Dataset excerpts:
# # # #

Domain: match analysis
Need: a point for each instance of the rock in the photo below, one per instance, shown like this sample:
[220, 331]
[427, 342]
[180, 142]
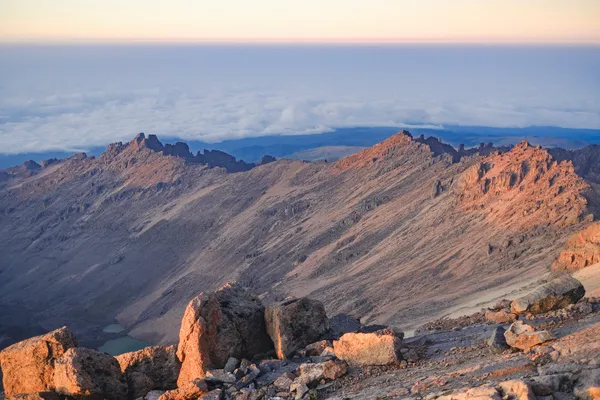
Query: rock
[86, 372]
[293, 324]
[217, 326]
[152, 368]
[285, 381]
[500, 317]
[231, 364]
[216, 394]
[587, 386]
[220, 375]
[35, 396]
[497, 342]
[554, 295]
[524, 337]
[154, 394]
[188, 391]
[516, 389]
[28, 366]
[317, 349]
[378, 348]
[342, 324]
[485, 392]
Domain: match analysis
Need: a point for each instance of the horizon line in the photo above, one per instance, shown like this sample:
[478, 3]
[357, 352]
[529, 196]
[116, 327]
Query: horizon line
[298, 41]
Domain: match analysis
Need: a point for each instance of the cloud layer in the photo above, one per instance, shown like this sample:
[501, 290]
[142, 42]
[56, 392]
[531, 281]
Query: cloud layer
[73, 98]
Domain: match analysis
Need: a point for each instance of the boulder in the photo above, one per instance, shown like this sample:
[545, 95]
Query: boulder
[484, 392]
[216, 326]
[310, 373]
[516, 389]
[152, 368]
[295, 323]
[86, 372]
[28, 366]
[587, 386]
[378, 348]
[497, 341]
[554, 295]
[500, 316]
[342, 324]
[524, 337]
[190, 390]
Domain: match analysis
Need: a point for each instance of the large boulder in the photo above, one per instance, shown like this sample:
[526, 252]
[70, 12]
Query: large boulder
[188, 391]
[86, 372]
[216, 326]
[522, 336]
[294, 324]
[554, 295]
[152, 368]
[378, 348]
[28, 366]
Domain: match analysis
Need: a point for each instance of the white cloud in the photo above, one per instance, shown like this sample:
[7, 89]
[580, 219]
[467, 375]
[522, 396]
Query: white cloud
[77, 103]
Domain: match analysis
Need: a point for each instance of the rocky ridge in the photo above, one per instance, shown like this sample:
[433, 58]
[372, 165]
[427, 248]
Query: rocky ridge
[133, 234]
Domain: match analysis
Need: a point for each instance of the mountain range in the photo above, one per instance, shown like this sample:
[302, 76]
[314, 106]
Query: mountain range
[399, 233]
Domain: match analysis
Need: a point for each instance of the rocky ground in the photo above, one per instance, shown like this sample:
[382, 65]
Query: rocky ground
[543, 345]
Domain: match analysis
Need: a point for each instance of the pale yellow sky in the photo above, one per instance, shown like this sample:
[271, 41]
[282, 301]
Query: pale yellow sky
[301, 20]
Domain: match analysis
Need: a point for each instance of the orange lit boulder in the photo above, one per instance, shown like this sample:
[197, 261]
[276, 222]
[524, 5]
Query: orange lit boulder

# # # #

* _Aim of the task_:
Could you tally the lines in these records that contain the word "above" and give only the result?

* _Exercise output_:
10